- **WHAT TO DO**: The listing below must be reproduced in full, exactly as written.

- **EXTRACTED MATERIAL**:
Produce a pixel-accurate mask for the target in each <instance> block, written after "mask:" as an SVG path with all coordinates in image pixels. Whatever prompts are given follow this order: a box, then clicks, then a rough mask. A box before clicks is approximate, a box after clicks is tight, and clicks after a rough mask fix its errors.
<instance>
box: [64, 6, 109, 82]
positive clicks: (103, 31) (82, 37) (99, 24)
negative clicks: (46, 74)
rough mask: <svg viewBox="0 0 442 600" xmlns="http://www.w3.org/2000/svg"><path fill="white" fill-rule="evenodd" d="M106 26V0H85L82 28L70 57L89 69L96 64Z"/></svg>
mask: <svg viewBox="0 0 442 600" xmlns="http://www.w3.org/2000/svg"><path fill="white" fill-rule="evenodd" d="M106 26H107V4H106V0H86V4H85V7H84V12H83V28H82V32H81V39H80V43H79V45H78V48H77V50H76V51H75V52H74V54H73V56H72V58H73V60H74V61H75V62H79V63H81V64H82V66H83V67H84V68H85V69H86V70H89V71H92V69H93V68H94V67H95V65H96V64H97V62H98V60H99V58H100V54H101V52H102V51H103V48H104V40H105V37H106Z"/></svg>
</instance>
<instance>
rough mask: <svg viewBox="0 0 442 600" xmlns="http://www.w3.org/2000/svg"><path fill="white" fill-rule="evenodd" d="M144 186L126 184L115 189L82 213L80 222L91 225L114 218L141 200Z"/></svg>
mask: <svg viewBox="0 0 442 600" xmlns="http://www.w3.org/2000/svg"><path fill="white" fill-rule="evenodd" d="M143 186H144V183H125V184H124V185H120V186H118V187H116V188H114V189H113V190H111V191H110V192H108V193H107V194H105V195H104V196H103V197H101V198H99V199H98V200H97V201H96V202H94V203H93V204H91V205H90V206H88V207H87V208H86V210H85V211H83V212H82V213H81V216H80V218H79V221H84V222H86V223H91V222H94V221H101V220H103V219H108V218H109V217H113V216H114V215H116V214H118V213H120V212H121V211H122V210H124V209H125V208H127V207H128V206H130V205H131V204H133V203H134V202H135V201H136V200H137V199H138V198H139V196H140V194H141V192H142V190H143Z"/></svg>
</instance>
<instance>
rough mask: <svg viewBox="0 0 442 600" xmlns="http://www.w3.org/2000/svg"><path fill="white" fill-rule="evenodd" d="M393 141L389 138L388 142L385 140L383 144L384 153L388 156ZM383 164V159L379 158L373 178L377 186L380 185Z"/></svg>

- **RESPONSE BELOW**:
Produce a pixel-accurate mask for the target in each <instance> block, written after "mask:" as an SVG path with all coordinates in image pixels. Whatever prompts are given follow this order: a box, then clicks, then a rough mask. A box before clicks is approximate, a box after clicks is tight, and clicks after a rough mask fix its errors.
<instance>
box: [64, 6, 109, 82]
positive clicks: (103, 31) (82, 37) (99, 24)
negative clicks: (46, 74)
rough mask: <svg viewBox="0 0 442 600" xmlns="http://www.w3.org/2000/svg"><path fill="white" fill-rule="evenodd" d="M106 26V0H85L82 28L70 57L89 69L96 64Z"/></svg>
mask: <svg viewBox="0 0 442 600" xmlns="http://www.w3.org/2000/svg"><path fill="white" fill-rule="evenodd" d="M106 26H107V4H106V0H86V4H85V7H84V12H83V28H82V32H81V39H80V43H79V45H78V48H77V50H76V51H75V52H74V54H73V56H72V58H73V60H74V61H75V62H79V63H81V64H82V66H83V67H84V68H85V69H86V70H89V71H92V69H93V68H94V67H95V65H96V64H97V62H98V60H99V58H100V54H101V52H102V51H103V48H104V40H105V37H106Z"/></svg>
</instance>
<instance>
rough mask: <svg viewBox="0 0 442 600" xmlns="http://www.w3.org/2000/svg"><path fill="white" fill-rule="evenodd" d="M144 186L126 184L115 189L82 213L80 222L91 225L114 218L141 200Z"/></svg>
mask: <svg viewBox="0 0 442 600" xmlns="http://www.w3.org/2000/svg"><path fill="white" fill-rule="evenodd" d="M143 186H144V183H125V184H124V185H120V186H118V187H116V188H114V189H113V190H111V191H110V192H108V193H107V194H105V195H104V196H103V197H101V198H99V199H98V200H97V201H96V202H94V203H93V204H91V205H90V206H88V207H87V208H86V210H85V211H83V212H82V213H81V216H80V218H79V221H84V222H86V223H91V222H94V221H101V220H103V219H108V218H109V217H113V216H114V215H116V214H118V213H120V212H121V211H122V210H124V209H125V208H127V207H128V206H130V205H131V204H133V203H134V202H135V201H136V200H137V199H138V198H139V196H140V194H141V192H142V190H143Z"/></svg>
</instance>
<instance>
rough mask: <svg viewBox="0 0 442 600" xmlns="http://www.w3.org/2000/svg"><path fill="white" fill-rule="evenodd" d="M393 141L389 138L388 142L385 140L383 144L384 153L388 156ZM383 164V159L379 158L373 178L377 186L380 185Z"/></svg>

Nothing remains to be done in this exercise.